==== Records provided ====
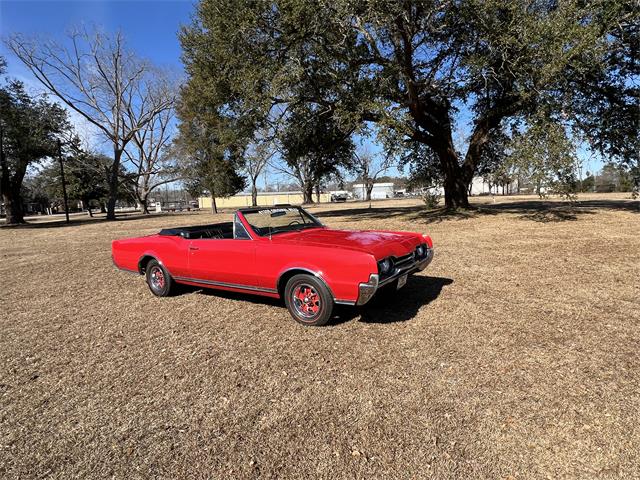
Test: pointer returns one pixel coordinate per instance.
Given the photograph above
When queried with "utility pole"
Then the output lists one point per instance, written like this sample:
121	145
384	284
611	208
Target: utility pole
====
==== Records provided ====
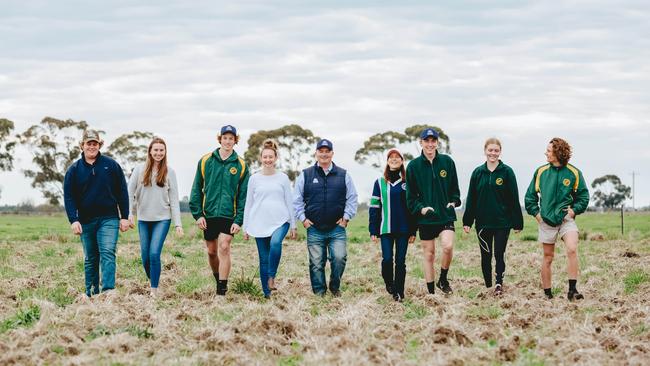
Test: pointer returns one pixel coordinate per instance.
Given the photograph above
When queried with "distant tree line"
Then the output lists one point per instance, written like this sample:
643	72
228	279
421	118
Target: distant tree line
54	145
====
_What the exercise asks_
Extract each line of the data above that contains the word "with", and reproduce every such line in full.

_Task response_
When queried with "utility pole"
When queried with "distant tree line"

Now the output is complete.